• Assignment:
Take the records below and write them out again exactly.

___ Supplied material

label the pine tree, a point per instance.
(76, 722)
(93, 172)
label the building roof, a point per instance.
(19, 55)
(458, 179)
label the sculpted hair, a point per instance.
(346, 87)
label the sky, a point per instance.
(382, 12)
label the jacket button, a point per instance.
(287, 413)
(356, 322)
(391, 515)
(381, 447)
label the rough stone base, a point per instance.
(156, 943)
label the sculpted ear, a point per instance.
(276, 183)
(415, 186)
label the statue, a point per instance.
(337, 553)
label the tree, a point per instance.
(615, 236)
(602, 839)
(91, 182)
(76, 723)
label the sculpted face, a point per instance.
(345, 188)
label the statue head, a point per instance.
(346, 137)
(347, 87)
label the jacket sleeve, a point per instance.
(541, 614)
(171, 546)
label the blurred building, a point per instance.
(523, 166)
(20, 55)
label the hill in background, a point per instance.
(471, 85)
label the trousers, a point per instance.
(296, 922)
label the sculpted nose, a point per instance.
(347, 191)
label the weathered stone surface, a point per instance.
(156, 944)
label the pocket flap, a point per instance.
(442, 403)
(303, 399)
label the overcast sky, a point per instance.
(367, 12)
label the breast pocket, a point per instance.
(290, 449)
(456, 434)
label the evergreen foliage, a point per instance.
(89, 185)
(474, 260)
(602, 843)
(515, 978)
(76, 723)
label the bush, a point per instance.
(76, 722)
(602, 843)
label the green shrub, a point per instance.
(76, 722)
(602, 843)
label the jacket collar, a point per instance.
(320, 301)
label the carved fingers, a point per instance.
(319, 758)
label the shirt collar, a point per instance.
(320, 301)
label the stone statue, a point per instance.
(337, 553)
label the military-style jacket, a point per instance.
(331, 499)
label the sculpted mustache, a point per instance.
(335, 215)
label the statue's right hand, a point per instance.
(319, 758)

______

• Task result:
label the pine tree, a point per instance.
(76, 722)
(93, 172)
label the building roof, a point per instance.
(19, 55)
(458, 179)
label the sculpted hair, a point per instance.
(346, 87)
label the sky, a point per instance.
(382, 12)
label the jacket button, a point per instance.
(287, 413)
(356, 322)
(391, 515)
(381, 447)
label the rough stone base, a point per instance.
(156, 943)
label the sculpted ear, a point per instance.
(276, 183)
(415, 186)
label the statue, a point per instance.
(337, 553)
label the tree, a point per instance.
(615, 236)
(602, 839)
(91, 182)
(76, 723)
label the sculpted face, a point per instance.
(345, 188)
label the statue head, a point per instance.
(346, 137)
(347, 87)
label the jacket sleeve, a point per instance.
(541, 614)
(171, 546)
label the blurred building, a point per instance.
(523, 166)
(20, 55)
label the hill in background, a point per instance.
(471, 85)
label the trousers, a point per instance.
(296, 922)
label the sculpted nose, a point per instance.
(347, 191)
label the weathered stone surface, a point per instance.
(156, 944)
label the pocket flap, a point per instance.
(442, 403)
(303, 399)
label the overcast sky, a point per instance.
(367, 12)
label the breast pocket, a point per instance.
(290, 449)
(456, 434)
label the evergreen foliage, a point per instance.
(89, 185)
(474, 260)
(602, 843)
(515, 978)
(76, 723)
label the bush, a point per instance.
(76, 722)
(602, 843)
label the green shrub, a point per instance.
(76, 722)
(602, 843)
label the jacket collar, a point per instance.
(320, 301)
label the carved fingers, a point per instance.
(319, 758)
label the shirt collar, a point per instance.
(320, 301)
label the stone statue, a point per instance.
(337, 553)
label the military-style jacket, a point per instance.
(331, 499)
label the sculpted mustache, a point per instance.
(335, 215)
label the statue's right hand, a point per instance.
(319, 758)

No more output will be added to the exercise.